REQUIRED ACTION
Each line below is to be copied exactly as it appears.

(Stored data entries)
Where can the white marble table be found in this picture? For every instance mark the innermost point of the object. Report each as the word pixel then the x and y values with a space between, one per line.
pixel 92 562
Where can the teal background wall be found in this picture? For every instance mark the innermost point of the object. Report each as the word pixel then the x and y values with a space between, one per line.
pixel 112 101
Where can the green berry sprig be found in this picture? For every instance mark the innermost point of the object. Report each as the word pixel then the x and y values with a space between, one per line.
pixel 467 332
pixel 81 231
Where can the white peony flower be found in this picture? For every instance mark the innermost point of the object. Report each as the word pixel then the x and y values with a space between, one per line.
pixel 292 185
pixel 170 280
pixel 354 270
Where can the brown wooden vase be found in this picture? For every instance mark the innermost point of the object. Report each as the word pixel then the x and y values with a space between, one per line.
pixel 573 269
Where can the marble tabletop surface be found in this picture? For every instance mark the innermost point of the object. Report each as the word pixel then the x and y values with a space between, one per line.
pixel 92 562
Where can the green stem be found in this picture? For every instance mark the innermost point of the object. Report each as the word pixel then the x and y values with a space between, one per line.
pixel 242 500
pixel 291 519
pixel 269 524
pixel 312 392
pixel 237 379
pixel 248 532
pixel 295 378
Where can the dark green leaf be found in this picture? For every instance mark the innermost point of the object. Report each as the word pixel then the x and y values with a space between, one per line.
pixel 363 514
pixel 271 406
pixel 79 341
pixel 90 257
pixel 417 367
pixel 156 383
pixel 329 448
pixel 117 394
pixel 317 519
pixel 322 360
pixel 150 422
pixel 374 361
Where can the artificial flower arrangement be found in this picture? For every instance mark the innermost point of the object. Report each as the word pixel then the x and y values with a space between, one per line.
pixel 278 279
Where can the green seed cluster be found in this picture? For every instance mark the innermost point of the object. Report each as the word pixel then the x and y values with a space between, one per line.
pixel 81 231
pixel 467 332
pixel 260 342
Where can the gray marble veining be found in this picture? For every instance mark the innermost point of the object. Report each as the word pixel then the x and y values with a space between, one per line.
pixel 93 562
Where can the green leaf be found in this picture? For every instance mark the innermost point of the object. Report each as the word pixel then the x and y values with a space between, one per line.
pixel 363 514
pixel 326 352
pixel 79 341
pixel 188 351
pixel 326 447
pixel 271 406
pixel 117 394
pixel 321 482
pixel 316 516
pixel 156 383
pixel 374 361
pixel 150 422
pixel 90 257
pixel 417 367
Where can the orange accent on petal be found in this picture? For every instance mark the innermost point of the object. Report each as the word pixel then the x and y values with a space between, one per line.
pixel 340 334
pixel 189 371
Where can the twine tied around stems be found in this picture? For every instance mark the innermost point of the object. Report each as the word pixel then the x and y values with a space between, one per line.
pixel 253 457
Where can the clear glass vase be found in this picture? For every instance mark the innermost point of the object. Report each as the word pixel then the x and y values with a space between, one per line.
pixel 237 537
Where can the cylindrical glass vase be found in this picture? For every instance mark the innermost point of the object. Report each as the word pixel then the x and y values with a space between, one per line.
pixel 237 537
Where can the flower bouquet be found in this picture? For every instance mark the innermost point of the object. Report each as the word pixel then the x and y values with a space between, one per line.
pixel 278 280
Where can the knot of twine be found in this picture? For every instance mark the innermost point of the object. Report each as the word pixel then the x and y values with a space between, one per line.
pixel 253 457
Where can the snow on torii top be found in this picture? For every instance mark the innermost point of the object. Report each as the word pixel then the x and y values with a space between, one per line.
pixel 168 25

RESULT OF THE EXERCISE
Where can the white marble table be found in this picture? For every instance mark the innermost point of the object. Report each as the word pixel then the x and y values with a space between, one per line.
pixel 92 562
Where can the teal background wall be found in this picture? For every instance mark the innermost point of the object. Report each as the word pixel then the x and y values with a space between, one per line.
pixel 112 101
Where can the green berry sprig be found in this picture? For every instance mark the innermost point of the object. Report each as the word pixel then the x and y values with a space between, one per line.
pixel 467 332
pixel 81 231
Where can the white peony flower be found in this picture? For every instance mark the innermost point of the object. Report each as the word pixel then the x and y values with a space between, one per line.
pixel 292 185
pixel 170 280
pixel 354 270
Where can the brown wooden vase be found in this picture? For every instance mark the innermost point of the object. Report each as the word pixel then the x and y values with a space between, one per line.
pixel 573 269
Where can the marble tabletop surface be found in this picture? For every instance mark the innermost point of the object. Report each as the word pixel then the x and y values with a space between, one per line.
pixel 92 562
Where can the green stem be found in this picture? For every instance mark the innermost point of the object. Report each as the word pixel then the x and y values with a space between, one per line.
pixel 242 500
pixel 291 519
pixel 269 524
pixel 312 392
pixel 237 379
pixel 248 532
pixel 295 378
Where can the dark green leaf be found in this picture? For every instance mark the innermost point of the object. Report each as the word pixel then the x and y values with a space between, one per line.
pixel 363 514
pixel 271 406
pixel 79 341
pixel 90 257
pixel 417 367
pixel 156 383
pixel 329 448
pixel 117 394
pixel 317 519
pixel 322 360
pixel 150 422
pixel 374 361
Where can the artificial flower arrangement be found in this picture? For every instance mark the innermost point of the object. Report each as the word pixel then the x and y values with a space between, one per line.
pixel 278 279
Where can the green seed cluster be found in this picture? For every instance mark the innermost point of the object. Report each as the word pixel then the x and y values with a space between, one per line.
pixel 81 231
pixel 467 332
pixel 260 342
Where can the gray marble veining be found in this picture? For every instance mark the innermost point of the object. Report each as the word pixel then the x and y values with a space between, one per line.
pixel 93 562
Where can the green leaf be found in this picture? For every instance mark the innermost point of the object. Report each as the word pixel then the x and y values with a space between, one per line.
pixel 363 514
pixel 326 352
pixel 79 341
pixel 188 351
pixel 326 447
pixel 271 406
pixel 117 394
pixel 321 482
pixel 316 516
pixel 156 383
pixel 374 361
pixel 150 422
pixel 90 257
pixel 417 367
Where can the orange accent on petal be found in this picture? For every instance mark the innermost point of the object. Report each as the word pixel then the x and y values with a space between, one per line.
pixel 340 334
pixel 189 371
Where can the twine tied around stems be found in this picture? For every instance mark the innermost point of the object. Report each as the word pixel then the x and y values with a space between, one per line.
pixel 253 457
Where can the clear glass vase be found in this picture? For every instance mark the innermost point of the object. Report each as the word pixel then the x and y values with a space between, one per line.
pixel 237 537
Where can the cylindrical glass vase be found in this picture? For every instance mark the innermost point of the object. Report each as the word pixel then the x and y values with a space between, one per line.
pixel 237 537
Where can the flower bouquet be found in this picture? For every instance mark the innermost point of the object. Report each as the word pixel then the x and y values with a space between, one per line.
pixel 278 280
Where can the knot of twine be found in this picture? For every instance mark the innermost point of the object. Report each as the word pixel then the x and y values with a space between, one per line.
pixel 253 457
Where can the snow on torii top be found in this picture? For every instance mark the innermost point of the object. Report each as the word pixel then the x and y values with a space between, one per line.
pixel 168 25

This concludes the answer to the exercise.